TASK
All lines from the one holding "pixel 471 370" through the last line of the entries below must be transcribed exactly, and no others. Pictures do not go in.

Start of EXTRACTED DATA

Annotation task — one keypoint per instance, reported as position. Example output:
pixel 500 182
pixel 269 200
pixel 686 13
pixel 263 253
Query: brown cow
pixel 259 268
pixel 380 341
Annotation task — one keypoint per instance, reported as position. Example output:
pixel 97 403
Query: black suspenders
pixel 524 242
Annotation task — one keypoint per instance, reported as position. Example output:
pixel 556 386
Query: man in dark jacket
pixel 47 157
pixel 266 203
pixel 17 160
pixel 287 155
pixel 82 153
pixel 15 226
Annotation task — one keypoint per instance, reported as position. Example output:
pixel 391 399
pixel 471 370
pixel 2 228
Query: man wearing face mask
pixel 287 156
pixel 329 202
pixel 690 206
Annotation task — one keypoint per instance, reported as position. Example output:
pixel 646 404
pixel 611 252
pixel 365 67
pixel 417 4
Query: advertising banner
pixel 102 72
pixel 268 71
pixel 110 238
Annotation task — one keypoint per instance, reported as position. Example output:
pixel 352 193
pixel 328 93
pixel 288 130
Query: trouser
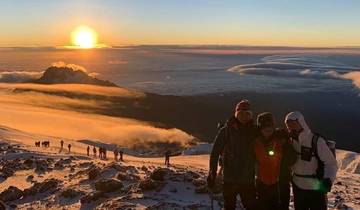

End of EXTRACTED DATA

SOLUTION TO THIS PROBLEM
pixel 471 370
pixel 2 228
Query: man wearing face mask
pixel 287 156
pixel 329 202
pixel 690 206
Annotation task — one keypoint per instance, reported as position. Example output:
pixel 646 404
pixel 611 252
pixel 365 67
pixel 417 4
Query: advertising banner
pixel 102 72
pixel 268 71
pixel 110 238
Annotation task — one keypoint per instance, reported as position. Example output:
pixel 352 193
pixel 328 93
pixel 288 130
Query: trouser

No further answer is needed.